▶ **Work instructions**
Return the run of lines below that opens with the line containing "Query: truck tire" and closes with the line containing "pixel 195 391", keeping each one exact.

▶ **Supplied material**

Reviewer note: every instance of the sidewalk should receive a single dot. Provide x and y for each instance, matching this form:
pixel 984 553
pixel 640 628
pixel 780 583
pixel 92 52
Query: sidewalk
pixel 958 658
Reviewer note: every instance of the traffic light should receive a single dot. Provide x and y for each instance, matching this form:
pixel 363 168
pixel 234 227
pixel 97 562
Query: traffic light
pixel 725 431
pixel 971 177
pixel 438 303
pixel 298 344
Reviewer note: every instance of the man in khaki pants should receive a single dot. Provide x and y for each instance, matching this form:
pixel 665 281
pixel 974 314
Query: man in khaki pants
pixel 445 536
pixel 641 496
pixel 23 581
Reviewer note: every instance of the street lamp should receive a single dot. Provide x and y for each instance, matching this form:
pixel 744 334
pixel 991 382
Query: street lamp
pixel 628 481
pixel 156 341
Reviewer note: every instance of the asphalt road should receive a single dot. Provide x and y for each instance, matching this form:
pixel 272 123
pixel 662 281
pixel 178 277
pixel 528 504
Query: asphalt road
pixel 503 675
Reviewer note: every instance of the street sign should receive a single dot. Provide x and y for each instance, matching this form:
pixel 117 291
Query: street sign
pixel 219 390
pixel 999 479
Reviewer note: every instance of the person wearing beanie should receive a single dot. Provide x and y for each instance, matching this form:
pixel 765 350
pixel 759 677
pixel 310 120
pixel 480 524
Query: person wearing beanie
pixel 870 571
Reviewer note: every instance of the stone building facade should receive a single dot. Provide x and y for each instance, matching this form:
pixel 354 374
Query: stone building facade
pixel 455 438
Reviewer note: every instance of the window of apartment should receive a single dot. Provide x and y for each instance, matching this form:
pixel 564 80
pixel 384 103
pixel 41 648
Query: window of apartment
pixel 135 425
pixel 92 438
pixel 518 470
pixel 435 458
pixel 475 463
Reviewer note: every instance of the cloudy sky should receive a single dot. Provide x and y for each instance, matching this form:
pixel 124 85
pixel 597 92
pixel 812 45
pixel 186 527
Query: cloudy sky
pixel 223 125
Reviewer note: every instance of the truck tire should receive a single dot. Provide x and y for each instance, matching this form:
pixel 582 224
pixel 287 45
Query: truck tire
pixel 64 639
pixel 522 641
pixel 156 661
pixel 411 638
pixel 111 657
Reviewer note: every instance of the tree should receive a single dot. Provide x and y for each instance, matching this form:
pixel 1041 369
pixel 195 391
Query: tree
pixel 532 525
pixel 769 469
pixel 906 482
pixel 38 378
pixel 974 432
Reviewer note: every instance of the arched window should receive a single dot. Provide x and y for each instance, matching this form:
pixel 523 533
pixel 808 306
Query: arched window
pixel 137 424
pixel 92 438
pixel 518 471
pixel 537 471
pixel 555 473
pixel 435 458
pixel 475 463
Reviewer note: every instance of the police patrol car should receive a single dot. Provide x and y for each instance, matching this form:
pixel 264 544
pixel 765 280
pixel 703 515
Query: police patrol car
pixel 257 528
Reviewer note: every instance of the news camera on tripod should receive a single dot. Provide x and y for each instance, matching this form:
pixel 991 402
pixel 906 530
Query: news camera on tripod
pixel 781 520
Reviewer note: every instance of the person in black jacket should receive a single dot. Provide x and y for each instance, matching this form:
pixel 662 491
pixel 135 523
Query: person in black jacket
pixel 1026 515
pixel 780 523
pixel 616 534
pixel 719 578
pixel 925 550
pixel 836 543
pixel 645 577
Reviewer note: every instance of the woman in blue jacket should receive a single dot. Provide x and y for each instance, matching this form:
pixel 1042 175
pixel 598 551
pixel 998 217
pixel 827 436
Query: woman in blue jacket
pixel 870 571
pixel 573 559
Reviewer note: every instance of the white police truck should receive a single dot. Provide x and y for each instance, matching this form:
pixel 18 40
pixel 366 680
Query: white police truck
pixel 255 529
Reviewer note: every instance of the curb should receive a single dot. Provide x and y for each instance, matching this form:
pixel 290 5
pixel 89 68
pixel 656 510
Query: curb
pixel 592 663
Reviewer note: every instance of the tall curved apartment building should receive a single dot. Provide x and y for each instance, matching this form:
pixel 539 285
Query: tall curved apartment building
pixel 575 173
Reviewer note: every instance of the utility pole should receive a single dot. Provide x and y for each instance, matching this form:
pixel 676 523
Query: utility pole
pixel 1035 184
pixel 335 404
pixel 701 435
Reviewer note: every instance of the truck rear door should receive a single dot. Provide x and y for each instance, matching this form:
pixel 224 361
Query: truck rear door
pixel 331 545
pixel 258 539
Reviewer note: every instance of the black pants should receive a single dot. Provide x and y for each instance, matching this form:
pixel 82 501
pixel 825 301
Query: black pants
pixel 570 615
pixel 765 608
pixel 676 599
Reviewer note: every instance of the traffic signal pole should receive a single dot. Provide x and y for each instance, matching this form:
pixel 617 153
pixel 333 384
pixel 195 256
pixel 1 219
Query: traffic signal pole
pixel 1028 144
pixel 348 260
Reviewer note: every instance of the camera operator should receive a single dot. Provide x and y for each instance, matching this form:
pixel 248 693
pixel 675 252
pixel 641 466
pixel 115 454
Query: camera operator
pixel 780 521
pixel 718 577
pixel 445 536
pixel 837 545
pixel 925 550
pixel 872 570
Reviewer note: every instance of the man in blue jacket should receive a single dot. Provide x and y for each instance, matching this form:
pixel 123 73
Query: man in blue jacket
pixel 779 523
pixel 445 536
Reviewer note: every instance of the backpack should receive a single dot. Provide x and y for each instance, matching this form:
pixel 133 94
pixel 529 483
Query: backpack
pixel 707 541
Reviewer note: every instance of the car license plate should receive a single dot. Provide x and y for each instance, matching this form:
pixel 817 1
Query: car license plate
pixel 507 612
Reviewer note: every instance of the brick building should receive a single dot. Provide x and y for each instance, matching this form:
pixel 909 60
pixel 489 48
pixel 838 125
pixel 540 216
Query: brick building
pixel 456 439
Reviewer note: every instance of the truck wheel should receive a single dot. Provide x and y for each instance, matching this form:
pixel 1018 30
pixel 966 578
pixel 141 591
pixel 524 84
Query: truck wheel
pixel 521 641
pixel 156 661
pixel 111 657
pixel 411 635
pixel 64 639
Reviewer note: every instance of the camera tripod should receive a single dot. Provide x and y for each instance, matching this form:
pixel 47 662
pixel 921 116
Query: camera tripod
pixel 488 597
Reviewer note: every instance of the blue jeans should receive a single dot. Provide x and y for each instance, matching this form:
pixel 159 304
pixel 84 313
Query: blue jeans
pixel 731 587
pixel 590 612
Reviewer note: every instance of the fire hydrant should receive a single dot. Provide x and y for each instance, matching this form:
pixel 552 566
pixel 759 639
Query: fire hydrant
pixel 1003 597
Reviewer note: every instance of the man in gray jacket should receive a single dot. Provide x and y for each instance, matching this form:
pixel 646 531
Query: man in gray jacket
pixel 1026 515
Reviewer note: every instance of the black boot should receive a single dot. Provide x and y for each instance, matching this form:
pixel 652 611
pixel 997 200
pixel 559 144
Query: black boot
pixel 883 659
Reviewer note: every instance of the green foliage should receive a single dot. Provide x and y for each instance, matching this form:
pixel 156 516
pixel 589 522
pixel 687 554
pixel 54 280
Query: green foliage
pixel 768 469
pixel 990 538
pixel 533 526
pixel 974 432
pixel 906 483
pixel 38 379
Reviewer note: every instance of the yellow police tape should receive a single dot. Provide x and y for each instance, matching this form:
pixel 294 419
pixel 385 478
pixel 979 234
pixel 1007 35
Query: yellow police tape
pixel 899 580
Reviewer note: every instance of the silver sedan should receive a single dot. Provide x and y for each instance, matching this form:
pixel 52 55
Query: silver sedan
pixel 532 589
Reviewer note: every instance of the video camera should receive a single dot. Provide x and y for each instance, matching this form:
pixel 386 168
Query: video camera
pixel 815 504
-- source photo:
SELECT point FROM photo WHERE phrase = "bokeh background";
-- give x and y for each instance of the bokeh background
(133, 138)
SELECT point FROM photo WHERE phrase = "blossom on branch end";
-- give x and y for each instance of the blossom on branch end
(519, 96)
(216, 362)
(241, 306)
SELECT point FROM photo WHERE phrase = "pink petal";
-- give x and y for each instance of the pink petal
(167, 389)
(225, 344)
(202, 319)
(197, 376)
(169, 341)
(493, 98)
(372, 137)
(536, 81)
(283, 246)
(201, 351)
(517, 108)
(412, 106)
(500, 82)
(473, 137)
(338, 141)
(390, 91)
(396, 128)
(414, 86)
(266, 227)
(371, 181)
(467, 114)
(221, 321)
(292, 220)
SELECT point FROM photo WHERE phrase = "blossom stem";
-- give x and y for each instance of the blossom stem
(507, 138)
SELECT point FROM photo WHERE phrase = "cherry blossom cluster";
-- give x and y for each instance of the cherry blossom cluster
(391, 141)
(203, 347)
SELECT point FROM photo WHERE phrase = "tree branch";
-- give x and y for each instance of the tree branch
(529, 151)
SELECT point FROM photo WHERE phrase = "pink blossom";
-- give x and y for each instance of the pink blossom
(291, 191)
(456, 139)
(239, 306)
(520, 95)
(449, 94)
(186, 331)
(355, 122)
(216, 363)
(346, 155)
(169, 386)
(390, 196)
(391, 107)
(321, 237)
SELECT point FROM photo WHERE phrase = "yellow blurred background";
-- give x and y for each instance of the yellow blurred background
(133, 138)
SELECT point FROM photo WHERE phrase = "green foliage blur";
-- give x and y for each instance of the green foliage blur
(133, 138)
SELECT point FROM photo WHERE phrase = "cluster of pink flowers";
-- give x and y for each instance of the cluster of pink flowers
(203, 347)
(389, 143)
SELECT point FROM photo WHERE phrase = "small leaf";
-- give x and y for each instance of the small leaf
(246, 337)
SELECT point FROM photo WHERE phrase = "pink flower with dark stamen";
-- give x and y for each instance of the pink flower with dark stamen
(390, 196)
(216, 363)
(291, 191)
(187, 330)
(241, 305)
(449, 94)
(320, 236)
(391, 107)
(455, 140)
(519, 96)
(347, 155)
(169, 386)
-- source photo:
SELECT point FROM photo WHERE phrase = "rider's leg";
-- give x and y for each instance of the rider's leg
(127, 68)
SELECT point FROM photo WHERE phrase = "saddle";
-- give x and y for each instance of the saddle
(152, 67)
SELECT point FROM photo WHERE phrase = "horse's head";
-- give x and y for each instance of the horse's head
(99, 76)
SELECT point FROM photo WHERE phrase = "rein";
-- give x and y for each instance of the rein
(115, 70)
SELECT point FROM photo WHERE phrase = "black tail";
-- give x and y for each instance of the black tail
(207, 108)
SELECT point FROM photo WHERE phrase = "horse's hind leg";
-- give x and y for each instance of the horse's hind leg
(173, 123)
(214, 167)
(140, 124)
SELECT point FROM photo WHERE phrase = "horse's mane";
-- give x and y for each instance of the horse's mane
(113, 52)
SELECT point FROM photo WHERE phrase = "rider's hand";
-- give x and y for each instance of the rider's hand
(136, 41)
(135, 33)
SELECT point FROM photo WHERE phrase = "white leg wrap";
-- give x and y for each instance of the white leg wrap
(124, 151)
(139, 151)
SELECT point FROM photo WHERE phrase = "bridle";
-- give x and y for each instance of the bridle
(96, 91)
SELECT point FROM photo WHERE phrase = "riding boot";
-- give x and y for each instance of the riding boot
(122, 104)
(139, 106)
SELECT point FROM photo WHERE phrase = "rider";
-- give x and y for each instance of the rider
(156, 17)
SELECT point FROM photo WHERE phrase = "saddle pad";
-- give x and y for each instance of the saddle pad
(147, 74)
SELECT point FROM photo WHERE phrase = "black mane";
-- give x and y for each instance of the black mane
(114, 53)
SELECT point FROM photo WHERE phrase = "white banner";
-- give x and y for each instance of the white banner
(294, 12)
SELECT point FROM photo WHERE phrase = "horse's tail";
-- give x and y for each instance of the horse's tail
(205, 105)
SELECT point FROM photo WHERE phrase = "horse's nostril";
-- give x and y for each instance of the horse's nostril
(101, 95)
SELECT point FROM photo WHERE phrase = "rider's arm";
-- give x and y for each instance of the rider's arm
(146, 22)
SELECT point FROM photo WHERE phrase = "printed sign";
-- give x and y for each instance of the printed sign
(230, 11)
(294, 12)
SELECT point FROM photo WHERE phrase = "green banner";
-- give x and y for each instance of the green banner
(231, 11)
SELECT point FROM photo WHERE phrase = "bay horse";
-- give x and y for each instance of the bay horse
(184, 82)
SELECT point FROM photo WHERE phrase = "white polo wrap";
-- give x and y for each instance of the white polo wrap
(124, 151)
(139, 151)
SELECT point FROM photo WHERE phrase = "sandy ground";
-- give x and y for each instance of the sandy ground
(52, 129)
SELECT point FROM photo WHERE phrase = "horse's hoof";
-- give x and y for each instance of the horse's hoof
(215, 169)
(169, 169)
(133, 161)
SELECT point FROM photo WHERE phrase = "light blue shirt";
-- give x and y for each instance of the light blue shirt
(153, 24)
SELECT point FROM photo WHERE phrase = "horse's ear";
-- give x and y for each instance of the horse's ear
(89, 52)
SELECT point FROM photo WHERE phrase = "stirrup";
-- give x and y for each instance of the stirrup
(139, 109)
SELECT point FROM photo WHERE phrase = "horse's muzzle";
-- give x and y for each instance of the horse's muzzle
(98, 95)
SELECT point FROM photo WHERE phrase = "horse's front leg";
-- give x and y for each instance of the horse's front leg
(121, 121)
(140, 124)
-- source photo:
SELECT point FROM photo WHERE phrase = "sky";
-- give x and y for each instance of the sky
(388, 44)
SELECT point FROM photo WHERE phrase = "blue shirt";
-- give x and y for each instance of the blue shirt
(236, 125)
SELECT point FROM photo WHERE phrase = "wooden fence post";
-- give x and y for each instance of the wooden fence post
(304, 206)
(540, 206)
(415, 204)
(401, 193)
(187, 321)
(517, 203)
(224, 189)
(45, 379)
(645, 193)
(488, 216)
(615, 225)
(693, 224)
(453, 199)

▶ **Written response**
Query: truck tire
pixel 64 639
pixel 522 641
pixel 156 661
pixel 411 638
pixel 111 657
Reviewer note: every instance of the tree should receive a single dot. Provide x and y for each instance, matching this form:
pixel 1041 369
pixel 195 391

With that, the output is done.